(Coordinate labeling data)
== == ==

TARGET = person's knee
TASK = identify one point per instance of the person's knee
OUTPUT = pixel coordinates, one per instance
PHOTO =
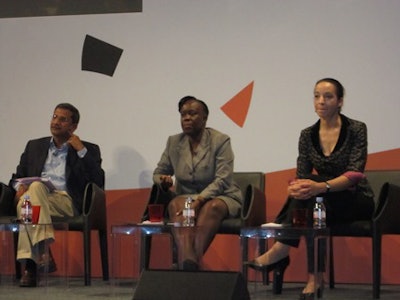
(37, 186)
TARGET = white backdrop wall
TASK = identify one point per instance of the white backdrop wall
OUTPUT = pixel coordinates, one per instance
(209, 49)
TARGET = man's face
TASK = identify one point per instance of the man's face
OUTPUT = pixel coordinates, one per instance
(193, 118)
(61, 123)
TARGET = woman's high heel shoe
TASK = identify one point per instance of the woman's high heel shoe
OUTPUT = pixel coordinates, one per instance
(278, 267)
(311, 296)
(280, 264)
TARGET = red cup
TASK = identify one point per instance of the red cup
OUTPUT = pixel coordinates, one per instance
(35, 214)
(156, 212)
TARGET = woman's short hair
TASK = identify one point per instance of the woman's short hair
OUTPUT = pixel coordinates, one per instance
(189, 98)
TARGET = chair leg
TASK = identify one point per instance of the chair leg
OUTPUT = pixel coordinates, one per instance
(245, 256)
(376, 265)
(331, 265)
(262, 245)
(104, 253)
(18, 271)
(146, 250)
(86, 256)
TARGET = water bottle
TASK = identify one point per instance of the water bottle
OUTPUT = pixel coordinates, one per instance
(188, 213)
(26, 210)
(319, 213)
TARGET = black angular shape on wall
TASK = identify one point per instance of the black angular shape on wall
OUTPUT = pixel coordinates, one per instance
(99, 56)
(35, 8)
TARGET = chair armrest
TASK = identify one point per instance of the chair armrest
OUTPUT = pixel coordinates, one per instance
(387, 213)
(253, 209)
(7, 206)
(94, 205)
(158, 196)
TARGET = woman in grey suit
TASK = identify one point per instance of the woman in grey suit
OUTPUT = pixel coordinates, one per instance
(201, 159)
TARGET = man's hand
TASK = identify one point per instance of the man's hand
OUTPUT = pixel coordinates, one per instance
(21, 190)
(166, 182)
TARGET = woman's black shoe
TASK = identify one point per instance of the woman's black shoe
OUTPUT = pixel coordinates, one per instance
(280, 264)
(278, 267)
(311, 296)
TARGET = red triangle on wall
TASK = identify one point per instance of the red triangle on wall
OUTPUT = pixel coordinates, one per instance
(236, 108)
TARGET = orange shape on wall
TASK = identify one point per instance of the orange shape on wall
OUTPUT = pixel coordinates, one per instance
(236, 108)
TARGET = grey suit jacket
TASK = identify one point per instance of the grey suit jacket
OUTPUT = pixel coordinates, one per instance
(78, 172)
(209, 173)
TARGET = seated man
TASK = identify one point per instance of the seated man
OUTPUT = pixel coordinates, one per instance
(70, 164)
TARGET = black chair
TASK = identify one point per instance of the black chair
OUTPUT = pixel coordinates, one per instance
(385, 220)
(252, 185)
(92, 218)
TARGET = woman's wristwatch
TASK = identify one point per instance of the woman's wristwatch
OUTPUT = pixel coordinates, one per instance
(328, 187)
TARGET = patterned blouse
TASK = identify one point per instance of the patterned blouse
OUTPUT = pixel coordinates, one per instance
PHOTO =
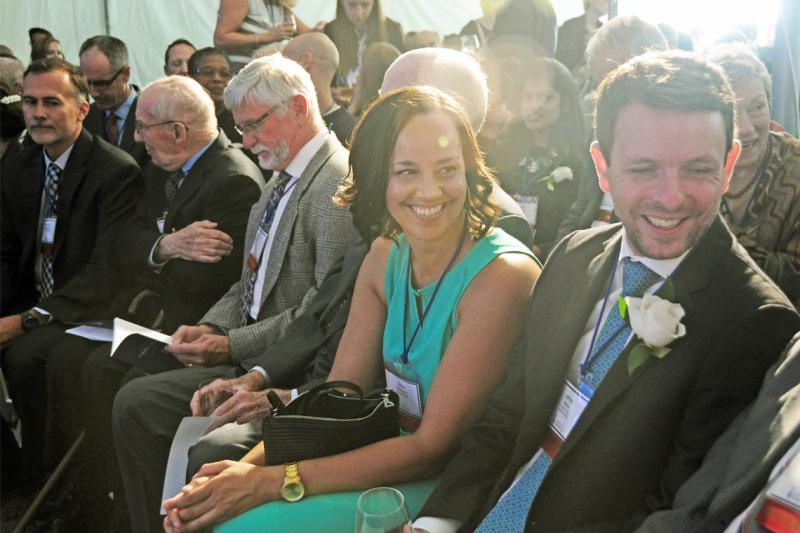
(769, 228)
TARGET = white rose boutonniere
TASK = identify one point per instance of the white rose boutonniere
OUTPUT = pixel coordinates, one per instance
(558, 175)
(654, 320)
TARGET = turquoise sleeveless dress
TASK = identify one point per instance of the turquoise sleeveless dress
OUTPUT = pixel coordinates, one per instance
(336, 512)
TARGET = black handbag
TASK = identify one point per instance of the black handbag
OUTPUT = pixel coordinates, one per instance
(324, 421)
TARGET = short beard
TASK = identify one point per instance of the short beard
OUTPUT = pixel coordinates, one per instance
(271, 159)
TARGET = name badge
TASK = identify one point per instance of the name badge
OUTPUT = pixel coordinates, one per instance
(256, 250)
(530, 206)
(570, 407)
(48, 234)
(409, 392)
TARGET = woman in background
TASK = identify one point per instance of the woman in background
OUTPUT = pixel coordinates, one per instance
(538, 158)
(243, 26)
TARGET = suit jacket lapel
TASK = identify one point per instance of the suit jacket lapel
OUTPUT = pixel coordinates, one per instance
(693, 274)
(286, 223)
(547, 376)
(71, 179)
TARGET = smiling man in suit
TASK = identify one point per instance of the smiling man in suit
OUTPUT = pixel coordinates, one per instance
(294, 236)
(65, 201)
(600, 421)
(104, 62)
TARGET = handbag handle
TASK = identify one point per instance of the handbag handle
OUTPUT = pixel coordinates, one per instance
(314, 393)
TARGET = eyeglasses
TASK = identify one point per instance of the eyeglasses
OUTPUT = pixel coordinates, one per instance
(140, 126)
(210, 72)
(102, 85)
(251, 127)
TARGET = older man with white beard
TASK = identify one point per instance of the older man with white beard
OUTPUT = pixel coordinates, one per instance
(294, 234)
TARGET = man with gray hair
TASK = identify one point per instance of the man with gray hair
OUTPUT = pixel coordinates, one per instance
(295, 234)
(182, 252)
(11, 70)
(316, 53)
(617, 41)
(104, 62)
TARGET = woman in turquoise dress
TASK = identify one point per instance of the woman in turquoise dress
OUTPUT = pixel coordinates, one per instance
(439, 302)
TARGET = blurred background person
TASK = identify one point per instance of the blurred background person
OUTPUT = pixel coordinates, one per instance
(358, 24)
(243, 26)
(47, 47)
(574, 34)
(762, 204)
(538, 157)
(483, 27)
(377, 59)
(176, 57)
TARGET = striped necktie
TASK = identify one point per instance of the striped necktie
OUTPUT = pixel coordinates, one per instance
(252, 267)
(511, 511)
(51, 194)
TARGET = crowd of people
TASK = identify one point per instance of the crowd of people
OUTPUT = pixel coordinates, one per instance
(577, 248)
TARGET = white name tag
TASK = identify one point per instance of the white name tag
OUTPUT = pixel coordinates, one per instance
(409, 393)
(48, 230)
(570, 407)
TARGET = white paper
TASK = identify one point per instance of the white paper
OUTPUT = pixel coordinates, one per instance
(93, 333)
(189, 431)
(123, 328)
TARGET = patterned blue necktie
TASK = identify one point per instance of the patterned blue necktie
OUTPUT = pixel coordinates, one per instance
(250, 275)
(510, 513)
(51, 195)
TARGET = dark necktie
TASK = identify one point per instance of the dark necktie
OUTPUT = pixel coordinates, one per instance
(251, 269)
(171, 185)
(51, 192)
(112, 130)
(510, 512)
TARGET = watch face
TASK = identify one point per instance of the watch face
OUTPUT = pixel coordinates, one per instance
(293, 491)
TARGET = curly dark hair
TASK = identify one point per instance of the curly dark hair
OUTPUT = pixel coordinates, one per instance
(373, 141)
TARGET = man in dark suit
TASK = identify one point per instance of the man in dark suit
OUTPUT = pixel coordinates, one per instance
(65, 201)
(294, 236)
(104, 62)
(608, 408)
(613, 44)
(182, 253)
(730, 489)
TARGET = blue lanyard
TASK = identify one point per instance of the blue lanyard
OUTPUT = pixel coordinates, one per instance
(407, 344)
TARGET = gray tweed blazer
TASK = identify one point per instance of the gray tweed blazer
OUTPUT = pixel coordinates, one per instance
(311, 236)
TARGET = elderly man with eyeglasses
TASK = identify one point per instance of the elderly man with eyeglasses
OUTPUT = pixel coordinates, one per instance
(182, 252)
(104, 62)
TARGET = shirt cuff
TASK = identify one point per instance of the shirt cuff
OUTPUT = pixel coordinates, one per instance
(437, 525)
(263, 372)
(151, 260)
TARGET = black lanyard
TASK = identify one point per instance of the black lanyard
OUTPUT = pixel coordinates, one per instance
(407, 344)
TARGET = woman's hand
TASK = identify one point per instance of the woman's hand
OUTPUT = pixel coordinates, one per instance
(220, 491)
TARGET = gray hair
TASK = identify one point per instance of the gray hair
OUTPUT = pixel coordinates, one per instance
(11, 70)
(111, 47)
(183, 99)
(455, 73)
(629, 33)
(272, 80)
(740, 63)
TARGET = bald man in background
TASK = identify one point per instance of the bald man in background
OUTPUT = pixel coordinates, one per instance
(317, 54)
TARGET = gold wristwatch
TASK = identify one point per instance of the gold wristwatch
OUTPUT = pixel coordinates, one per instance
(293, 489)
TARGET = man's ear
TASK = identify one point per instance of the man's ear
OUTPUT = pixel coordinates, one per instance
(730, 164)
(298, 107)
(600, 166)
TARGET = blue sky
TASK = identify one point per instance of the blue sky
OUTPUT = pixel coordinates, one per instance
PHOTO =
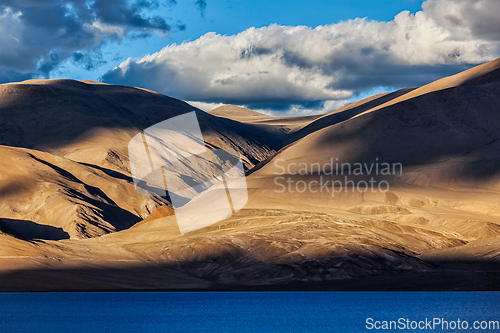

== == ==

Show every line of the items above that contains the word "bald".

> _THE COMPLETED TASK_
TARGET = bald man in background
TASK = identify one point per instance of the bald man in background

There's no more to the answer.